Une des différences entre la côte Pacifique des États-Unis et le versant Atlantique, c’est qu’on y est beaucoup plus sensible à ce qui se passe en Extrême Orient. La guerre d’Irak semble plus lointaine aux habitants de San Francisco qu’elle ne l’est pour ceux de New York, tous les voyageurs le disent. Inversement, l’épidémie de pneumonie atypique est une réalité plus angoissante. Cela tient à l’importante minorité asiatique qui maintient des relations intenses avec son continent d’origine, aux multiples échanges commerciaux et touristiques.
San Francisco, Californie, 7.avr.03
La peur gagne du terrain. Les familles originaires d’Asie annulent les traditionnelles vacances au pays, les restaurants ont moins de clients. A Los Angeles, le reste de la population hésite à se rendre dans les quartiers chinois (où l’on ne trouve plus de masque de protection). On sait que les aéroports du sud-est asiatique ont déjà vu leur trafic chuter de plus de 65%.

************

SÉRIE D'EXERCICES:
[a] Répondez aux questions suivantes sur l'article sur San Francisco.
(i) Quelle guerre semble plus lointaine aux habitants de San Francisco qu'à ceux de New York ?
(ii) Dans quelle ville le reste de la population hésite-t-il à se rendre dans les quartiers chinois ?
(iii) De combien le trafic des aéroports du sud-est asiatique a-t-il déjà chuté ?
[b] Reprenez mot pour mot, dans l'article sur San Francisco, tout le passage qui va de « San Francisco, Californie, 7.avr.03 » jusqu'à « plus de 65%. ».
[c] Dans l'article sur San Francisco, récrivez sous forme de liste le paragraphe qui commence par « La peur gagne du terrain », en gardant ses faits principaux.

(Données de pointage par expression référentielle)
************

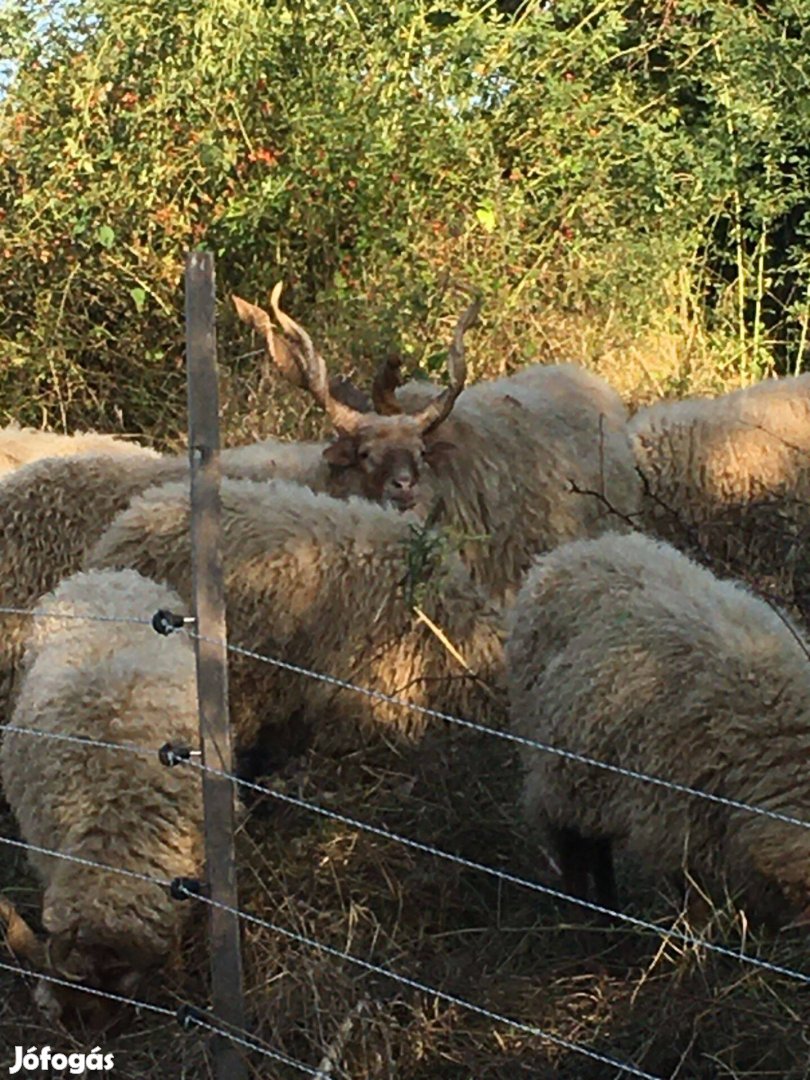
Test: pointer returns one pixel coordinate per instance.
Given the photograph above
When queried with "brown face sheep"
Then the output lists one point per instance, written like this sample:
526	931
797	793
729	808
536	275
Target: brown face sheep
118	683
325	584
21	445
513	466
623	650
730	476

************

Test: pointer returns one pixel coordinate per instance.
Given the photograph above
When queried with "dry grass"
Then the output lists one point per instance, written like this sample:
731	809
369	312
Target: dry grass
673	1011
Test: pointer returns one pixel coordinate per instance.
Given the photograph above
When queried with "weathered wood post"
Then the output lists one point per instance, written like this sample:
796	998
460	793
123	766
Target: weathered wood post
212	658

************

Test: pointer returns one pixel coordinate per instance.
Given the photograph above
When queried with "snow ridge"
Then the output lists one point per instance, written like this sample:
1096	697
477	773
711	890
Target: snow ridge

************

RÉPONSES PAR EXERCICE:
[a]
(i) La guerre d'Irak.
(ii) À Los Angeles.
(iii) De plus de 65 %.

[b]
San Francisco, Californie, 7.avr.03
La peur gagne du terrain. Les familles originaires d’Asie annulent les traditionnelles vacances au pays, les restaurants ont moins de clients. A Los Angeles, le reste de la population hésite à se rendre dans les quartiers chinois (où l’on ne trouve plus de masque de protection). On sait que les aéroports du sud-est asiatique ont déjà vu leur trafic chuter de plus de 65%.

[c]
- La peur gagne du terrain.
- Les familles originaires d'Asie annulent leurs vacances traditionnelles au pays.
- Les restaurants ont moins de clients.
- À Los Angeles, le reste de la population hésite à aller dans les quartiers chinois, où l'on ne trouve plus de masques de protection.
- Le trafic des aéroports du sud-est asiatique a déjà chuté de plus de 65 %.